[[ Data for review, beginning ]]
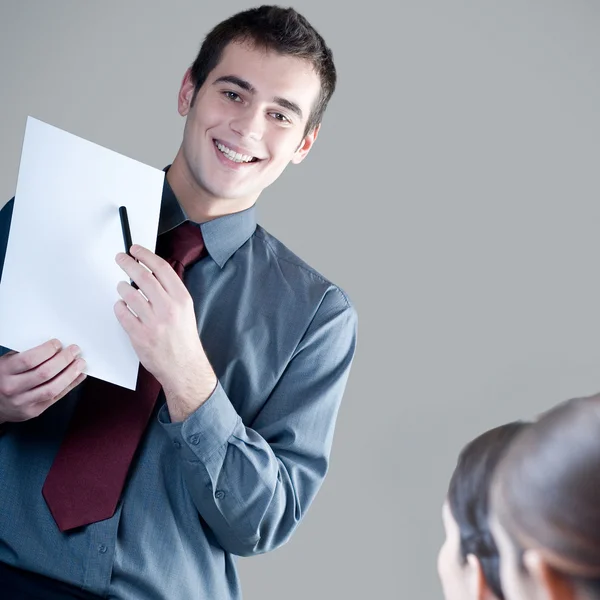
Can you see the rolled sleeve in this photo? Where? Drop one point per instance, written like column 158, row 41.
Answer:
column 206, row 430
[[ Data for review, end ]]
[[ Data for review, beginning ]]
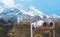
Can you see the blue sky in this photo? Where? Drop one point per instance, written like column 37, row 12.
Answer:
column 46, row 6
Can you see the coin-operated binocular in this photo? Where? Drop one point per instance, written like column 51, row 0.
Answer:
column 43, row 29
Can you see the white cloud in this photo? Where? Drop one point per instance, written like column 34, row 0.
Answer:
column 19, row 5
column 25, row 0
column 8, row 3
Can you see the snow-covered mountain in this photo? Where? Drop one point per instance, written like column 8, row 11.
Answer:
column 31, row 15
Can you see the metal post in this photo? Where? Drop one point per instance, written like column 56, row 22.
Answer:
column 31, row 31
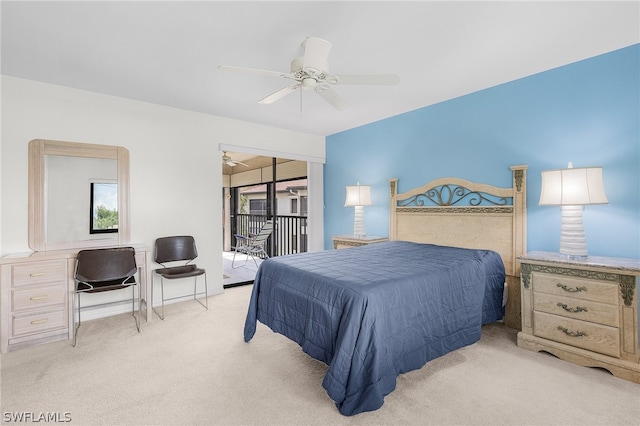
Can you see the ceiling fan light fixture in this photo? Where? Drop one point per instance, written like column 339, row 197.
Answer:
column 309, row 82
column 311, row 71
[[ Data for review, end ]]
* What you have to do *
Every line that holds the word "point" should be copied from the records above.

* Task output *
Can you see the rolled sleeve in this photo? Where? Drop one point per instance, written like column 158, row 41.
Can you see the blue sky in this photo? Where? Drop one point per instance, written like column 37, row 12.
Can you see the coin-operated binocular in this photo? Where? Drop one point per instance, written like column 51, row 0.
Can you see the white cloud in this photo? Where? Drop one point per instance, written like column 34, row 0.
Can you see the snow-covered mountain in this photo? Where? Drop one point per instance, written like column 8, row 11.
Can you see the metal post in this photo? Where? Drop one point per instance, written like column 56, row 22.
Can you see the ceiling fan light fixture in this photo? Where? Drop one point per instance, written like column 339, row 197.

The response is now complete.